Aim of the task: Every line of the data below should be retyped exactly.

Point-per-instance localization data:

----------

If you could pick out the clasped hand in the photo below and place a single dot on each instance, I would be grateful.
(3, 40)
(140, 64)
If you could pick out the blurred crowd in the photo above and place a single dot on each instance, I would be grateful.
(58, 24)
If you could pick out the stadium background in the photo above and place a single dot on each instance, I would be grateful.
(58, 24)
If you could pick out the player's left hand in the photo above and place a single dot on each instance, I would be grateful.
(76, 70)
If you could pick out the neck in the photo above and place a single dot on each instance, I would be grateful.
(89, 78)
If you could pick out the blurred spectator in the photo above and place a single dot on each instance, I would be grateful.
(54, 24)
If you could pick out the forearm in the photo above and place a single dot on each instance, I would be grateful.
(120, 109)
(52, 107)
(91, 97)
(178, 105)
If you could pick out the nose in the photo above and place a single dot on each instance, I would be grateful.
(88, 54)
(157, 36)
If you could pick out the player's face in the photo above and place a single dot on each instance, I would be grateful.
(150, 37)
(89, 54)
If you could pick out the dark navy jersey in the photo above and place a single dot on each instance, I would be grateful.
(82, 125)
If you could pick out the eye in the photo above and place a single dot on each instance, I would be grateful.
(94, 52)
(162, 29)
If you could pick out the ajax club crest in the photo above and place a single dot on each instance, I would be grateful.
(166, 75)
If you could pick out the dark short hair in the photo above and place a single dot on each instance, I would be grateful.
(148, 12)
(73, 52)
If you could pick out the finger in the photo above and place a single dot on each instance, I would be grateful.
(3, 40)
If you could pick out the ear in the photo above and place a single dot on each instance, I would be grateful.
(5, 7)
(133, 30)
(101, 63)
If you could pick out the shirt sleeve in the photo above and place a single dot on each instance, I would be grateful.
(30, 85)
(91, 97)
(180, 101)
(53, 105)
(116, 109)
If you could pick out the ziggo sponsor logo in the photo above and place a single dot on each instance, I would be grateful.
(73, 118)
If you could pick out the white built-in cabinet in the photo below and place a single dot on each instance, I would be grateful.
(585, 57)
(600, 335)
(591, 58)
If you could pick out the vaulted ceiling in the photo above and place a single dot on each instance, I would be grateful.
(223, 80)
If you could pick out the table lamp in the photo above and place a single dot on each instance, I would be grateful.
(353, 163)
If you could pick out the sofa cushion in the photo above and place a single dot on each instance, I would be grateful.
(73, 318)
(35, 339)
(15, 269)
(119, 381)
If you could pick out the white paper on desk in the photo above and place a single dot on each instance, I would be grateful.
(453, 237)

----------

Task solution:
If you could pick out the clasped hand in the photo below and place a single dot on each instance, I would be grateful.
(3, 40)
(140, 64)
If you could pick out the blurred crowd in the photo above and place a single dot on each instance, I would be grateful.
(58, 24)
If you could pick out the stadium background in the photo above and place a single dot on each instance, I would be grateful.
(58, 24)
If you could pick out the player's left hand in the photo above and place a single dot on each instance, I would be grateful.
(76, 70)
If you could pick out the neck in the photo above and place a single dot on each instance, I would be grateful.
(89, 78)
If you could pick out the blurred spectator in the photo above and place a single dot on each instance, I would be grateful.
(54, 24)
If you could pick out the forearm in the photo above and place a single dot on each instance, I would be grateful.
(120, 109)
(52, 107)
(91, 97)
(178, 105)
If you could pick out the nose in the photo above and place a single dot on each instance, I would be grateful.
(88, 54)
(157, 36)
If you could pick out the player's face in the photo above and place a single dot on each instance, I would be grateful.
(150, 37)
(89, 54)
If you could pick out the dark navy jersey in the photo above and place a single dot on each instance, I would be grateful.
(82, 125)
If you could pick out the eye in the photo above and place a single dot on each instance, I would be grateful.
(94, 52)
(162, 29)
If you could pick out the ajax club crest in the photo above and place a single dot on each instance, I would be grateful.
(166, 75)
If you could pick out the dark short hair in the photo above and place a single dot on each instance, I would be grateful.
(148, 12)
(73, 52)
If you could pick out the finger in the photo above and place a single dot on each instance, I would be grateful.
(3, 40)
If you could pick out the ear in the photo above and place a single dot on each instance, I would be grateful.
(5, 7)
(133, 30)
(101, 63)
If you could pick out the shirt sleeve in the photo above and place a single dot on each instance, I would be grateful.
(30, 85)
(91, 97)
(180, 101)
(53, 105)
(116, 109)
If you could pick out the ziggo sponsor logo in the photo above and place a single dot on each instance, I would be grateful.
(73, 118)
If you could pick out the white built-in cabinet in the photo below and place a single dot on each instance, I would be grateful.
(585, 57)
(600, 335)
(591, 58)
If you could pick out the vaulted ceiling in the photo above and place a single dot on each instance, I would be grateful.
(223, 80)
If you could pick out the table lamp in the photo above and place a single dot on each instance, I would be grateful.
(353, 163)
If you could pick out the sofa cushion in the photo above and place a single dot on each instance, I would be grateful.
(73, 318)
(35, 339)
(15, 269)
(119, 381)
If you could pick out the white paper on desk in the photo above and place a single dot on each instance, I would be grateful.
(453, 237)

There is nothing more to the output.